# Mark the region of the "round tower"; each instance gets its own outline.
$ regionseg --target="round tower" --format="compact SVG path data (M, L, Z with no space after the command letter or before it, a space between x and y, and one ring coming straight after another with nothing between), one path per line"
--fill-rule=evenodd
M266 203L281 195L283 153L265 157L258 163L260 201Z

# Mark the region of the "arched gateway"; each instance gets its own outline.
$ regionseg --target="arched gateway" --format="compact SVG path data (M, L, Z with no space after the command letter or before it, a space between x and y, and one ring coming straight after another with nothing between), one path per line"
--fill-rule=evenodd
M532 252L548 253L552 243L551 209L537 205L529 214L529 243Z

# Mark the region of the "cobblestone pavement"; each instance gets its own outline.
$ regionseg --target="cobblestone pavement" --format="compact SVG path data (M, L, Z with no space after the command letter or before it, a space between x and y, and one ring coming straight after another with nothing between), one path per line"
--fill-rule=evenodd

- - -

— Instruction —
Reproduce all of the material above verbatim, line by line, with no changes.

— Solution for this problem —
# Mark the region of the "round tower"; each instance gets its own outline.
$ regionseg --target="round tower" --format="compact SVG path data (M, L, Z with no space after the command letter or before it, a space between x and y, and one ring coming straight after another with nothing between), one path per line"
--fill-rule=evenodd
M266 203L281 195L283 153L265 157L258 163L260 201Z

# Mark the region of the "arched gateway"; each instance gets its own outline.
$ regionseg --target="arched gateway" --format="compact SVG path data (M, L, Z with no space after the command letter or before it, a space between x and y, and one ring coming straight after another with nothing between), one path per line"
--fill-rule=evenodd
M532 252L548 253L552 243L551 209L537 205L529 214L529 243Z

# Mark the region of the "cobblestone pavement"; each instance gets its own outline.
$ regionseg --target="cobblestone pavement" --format="compact SVG path data (M, L, Z with no space after the command letter or before it, a space between x and y, and one ring coming straight after another with nothing between), one path per line"
--fill-rule=evenodd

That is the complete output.